START Input data

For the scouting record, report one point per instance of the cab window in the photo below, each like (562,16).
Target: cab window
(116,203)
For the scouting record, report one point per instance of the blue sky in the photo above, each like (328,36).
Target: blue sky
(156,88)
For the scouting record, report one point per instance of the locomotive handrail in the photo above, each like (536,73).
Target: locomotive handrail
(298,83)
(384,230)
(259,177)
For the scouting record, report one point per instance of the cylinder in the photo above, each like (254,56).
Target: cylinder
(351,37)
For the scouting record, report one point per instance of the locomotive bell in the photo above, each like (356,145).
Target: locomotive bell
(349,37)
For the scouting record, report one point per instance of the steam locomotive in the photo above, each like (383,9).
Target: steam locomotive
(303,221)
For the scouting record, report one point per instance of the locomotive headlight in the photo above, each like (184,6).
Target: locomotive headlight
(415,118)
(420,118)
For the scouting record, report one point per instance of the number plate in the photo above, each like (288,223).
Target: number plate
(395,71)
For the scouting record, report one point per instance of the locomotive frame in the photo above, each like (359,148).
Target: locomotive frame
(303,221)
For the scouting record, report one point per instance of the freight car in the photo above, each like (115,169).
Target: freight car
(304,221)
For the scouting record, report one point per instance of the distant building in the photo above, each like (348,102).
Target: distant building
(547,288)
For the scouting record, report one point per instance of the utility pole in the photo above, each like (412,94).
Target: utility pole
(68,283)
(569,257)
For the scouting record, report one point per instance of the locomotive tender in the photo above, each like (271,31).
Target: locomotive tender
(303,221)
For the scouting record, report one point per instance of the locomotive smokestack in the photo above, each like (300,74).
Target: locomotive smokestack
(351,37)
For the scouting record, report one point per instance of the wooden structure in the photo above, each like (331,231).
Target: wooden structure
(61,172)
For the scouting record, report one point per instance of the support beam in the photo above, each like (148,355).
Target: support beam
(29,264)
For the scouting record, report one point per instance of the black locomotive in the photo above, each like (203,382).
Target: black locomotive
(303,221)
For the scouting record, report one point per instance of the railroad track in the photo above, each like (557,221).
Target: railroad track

END Input data
START Input data

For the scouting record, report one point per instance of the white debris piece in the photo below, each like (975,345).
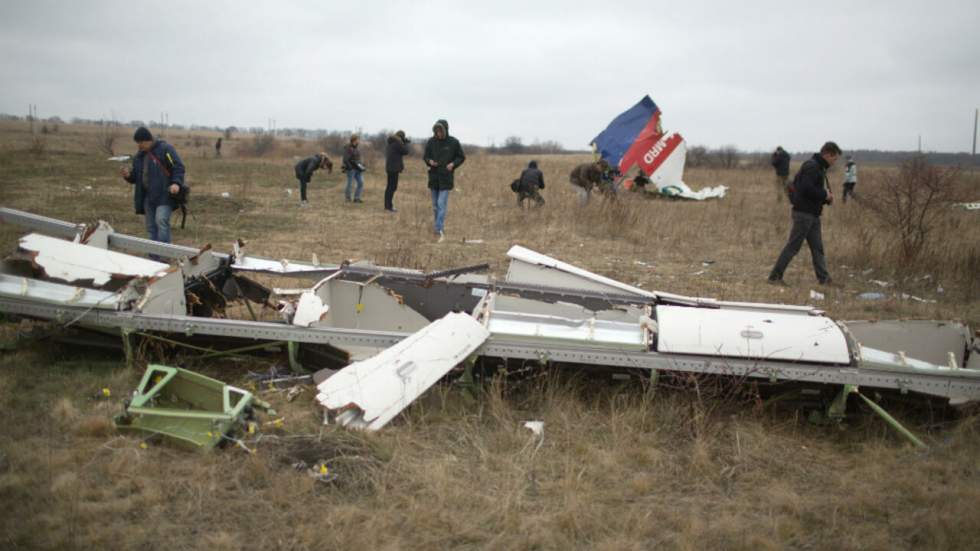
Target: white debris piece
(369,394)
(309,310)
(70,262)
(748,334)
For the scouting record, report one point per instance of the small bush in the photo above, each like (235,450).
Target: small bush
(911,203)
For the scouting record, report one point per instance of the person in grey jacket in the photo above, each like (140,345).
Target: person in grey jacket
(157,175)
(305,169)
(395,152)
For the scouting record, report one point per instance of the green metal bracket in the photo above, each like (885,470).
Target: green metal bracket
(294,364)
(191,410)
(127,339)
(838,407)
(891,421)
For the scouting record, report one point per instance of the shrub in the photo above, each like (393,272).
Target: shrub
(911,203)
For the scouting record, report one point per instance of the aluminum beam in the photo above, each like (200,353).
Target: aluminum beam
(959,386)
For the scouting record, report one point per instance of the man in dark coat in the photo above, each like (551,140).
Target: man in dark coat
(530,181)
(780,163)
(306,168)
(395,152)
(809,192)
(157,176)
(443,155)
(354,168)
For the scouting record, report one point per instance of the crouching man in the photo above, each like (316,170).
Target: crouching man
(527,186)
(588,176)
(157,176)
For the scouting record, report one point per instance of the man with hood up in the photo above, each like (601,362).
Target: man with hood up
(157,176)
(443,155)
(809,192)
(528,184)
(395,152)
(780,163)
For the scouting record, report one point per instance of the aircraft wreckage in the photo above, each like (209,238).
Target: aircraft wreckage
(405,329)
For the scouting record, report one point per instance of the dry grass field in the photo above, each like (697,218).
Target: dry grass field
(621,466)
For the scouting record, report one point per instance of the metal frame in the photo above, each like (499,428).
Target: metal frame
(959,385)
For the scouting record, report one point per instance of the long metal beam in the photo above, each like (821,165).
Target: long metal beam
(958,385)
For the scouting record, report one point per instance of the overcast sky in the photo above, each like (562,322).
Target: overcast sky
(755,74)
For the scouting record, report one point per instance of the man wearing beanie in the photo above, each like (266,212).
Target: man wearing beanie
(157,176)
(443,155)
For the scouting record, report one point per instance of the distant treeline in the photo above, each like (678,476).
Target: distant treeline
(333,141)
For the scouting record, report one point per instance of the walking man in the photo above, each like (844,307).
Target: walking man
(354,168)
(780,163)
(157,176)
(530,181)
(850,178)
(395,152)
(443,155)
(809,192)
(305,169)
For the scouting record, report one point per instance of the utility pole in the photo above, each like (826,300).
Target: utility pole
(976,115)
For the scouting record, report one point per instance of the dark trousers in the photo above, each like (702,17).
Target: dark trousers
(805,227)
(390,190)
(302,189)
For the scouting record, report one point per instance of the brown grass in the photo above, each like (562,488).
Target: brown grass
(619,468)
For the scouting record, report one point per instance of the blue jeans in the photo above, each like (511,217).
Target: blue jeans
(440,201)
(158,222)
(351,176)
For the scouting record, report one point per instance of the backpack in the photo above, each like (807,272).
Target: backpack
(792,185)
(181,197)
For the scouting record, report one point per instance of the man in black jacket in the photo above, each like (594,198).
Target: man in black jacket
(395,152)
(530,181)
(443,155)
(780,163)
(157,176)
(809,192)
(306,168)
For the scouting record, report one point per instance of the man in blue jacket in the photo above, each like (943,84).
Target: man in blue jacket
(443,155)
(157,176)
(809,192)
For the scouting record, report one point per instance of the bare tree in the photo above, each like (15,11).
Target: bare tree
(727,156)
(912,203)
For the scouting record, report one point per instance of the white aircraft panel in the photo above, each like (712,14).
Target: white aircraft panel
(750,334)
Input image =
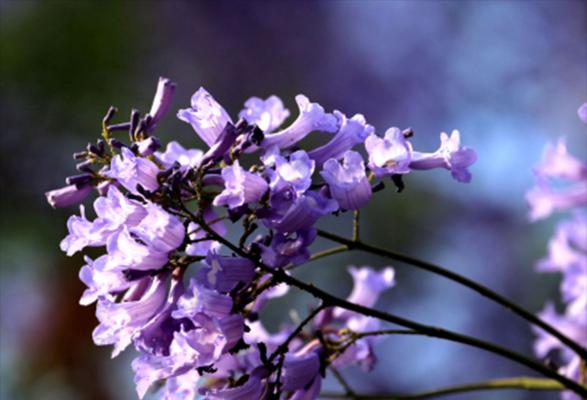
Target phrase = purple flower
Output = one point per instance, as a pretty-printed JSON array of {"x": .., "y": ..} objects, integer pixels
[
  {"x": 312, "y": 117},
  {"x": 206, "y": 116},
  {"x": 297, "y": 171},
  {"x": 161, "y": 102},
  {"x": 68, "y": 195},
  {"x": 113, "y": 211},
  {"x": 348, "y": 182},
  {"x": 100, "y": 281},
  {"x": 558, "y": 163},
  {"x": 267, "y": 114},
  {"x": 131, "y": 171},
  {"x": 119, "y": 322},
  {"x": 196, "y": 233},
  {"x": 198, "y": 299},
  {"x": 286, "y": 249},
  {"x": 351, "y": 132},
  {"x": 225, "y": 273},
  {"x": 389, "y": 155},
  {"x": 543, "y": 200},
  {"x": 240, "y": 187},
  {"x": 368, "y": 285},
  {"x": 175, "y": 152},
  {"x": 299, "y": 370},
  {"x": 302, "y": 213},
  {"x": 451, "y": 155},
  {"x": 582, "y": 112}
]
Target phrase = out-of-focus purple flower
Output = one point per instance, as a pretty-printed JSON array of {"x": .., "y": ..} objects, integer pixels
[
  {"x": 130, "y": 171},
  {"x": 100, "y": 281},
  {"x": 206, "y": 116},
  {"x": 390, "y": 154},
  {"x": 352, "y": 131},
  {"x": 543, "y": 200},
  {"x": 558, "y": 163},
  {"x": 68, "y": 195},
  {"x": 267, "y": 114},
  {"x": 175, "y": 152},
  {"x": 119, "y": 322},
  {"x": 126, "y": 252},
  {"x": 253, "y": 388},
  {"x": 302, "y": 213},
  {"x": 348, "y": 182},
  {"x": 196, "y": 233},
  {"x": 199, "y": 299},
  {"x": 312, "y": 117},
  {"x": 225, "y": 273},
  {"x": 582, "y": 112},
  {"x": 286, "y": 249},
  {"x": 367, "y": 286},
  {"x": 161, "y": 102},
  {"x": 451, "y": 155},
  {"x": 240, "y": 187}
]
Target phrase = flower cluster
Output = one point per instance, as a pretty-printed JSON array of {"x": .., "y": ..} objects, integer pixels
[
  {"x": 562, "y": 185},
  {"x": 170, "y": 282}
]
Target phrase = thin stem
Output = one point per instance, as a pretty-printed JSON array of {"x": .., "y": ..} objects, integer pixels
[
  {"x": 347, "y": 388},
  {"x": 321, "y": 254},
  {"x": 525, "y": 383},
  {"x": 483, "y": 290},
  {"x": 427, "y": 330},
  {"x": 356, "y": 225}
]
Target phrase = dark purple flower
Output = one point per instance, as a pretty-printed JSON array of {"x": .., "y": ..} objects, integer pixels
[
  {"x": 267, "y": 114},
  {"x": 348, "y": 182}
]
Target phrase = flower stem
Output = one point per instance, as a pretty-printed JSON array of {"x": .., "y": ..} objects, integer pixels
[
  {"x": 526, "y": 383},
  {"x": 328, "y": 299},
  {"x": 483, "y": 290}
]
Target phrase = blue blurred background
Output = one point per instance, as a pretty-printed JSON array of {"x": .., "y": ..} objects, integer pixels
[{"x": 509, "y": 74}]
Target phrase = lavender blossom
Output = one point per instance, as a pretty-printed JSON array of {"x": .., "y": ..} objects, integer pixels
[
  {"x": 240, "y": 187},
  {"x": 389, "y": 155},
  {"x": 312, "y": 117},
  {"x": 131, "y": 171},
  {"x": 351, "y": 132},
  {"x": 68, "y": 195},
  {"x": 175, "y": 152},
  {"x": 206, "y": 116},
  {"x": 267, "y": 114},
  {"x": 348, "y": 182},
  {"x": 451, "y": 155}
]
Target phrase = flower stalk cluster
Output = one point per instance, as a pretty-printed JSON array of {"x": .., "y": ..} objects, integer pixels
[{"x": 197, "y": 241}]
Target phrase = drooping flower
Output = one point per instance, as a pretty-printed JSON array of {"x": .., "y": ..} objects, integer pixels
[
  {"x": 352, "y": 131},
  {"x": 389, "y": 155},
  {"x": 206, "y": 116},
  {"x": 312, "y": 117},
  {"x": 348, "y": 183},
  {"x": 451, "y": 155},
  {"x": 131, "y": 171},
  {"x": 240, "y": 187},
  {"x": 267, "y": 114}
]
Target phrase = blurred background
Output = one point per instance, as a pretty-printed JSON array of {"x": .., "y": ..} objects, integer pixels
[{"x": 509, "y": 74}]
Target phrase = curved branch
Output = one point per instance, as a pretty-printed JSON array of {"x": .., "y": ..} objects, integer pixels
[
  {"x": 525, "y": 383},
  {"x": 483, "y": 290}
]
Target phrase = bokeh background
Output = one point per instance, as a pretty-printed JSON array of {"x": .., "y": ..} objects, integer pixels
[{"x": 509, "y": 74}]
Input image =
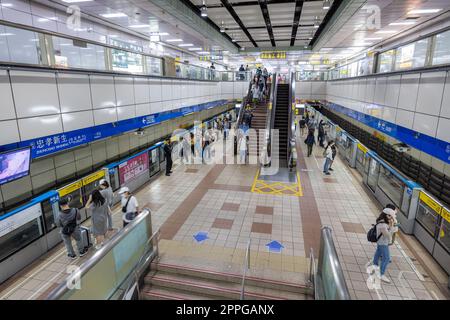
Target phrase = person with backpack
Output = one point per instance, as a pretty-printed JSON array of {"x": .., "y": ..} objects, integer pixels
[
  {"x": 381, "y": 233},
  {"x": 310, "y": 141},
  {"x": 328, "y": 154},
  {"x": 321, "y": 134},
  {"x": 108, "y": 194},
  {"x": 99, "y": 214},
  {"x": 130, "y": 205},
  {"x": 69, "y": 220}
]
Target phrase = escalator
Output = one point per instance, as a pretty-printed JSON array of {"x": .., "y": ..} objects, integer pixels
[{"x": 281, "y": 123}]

END Input data

» Task details: Pull out each line of the data above that contains the word "small". Case counts.

» Answer to this task:
For the scouting record, report one point per instance of the small bush in the photo above, each like (235,450).
Target: small bush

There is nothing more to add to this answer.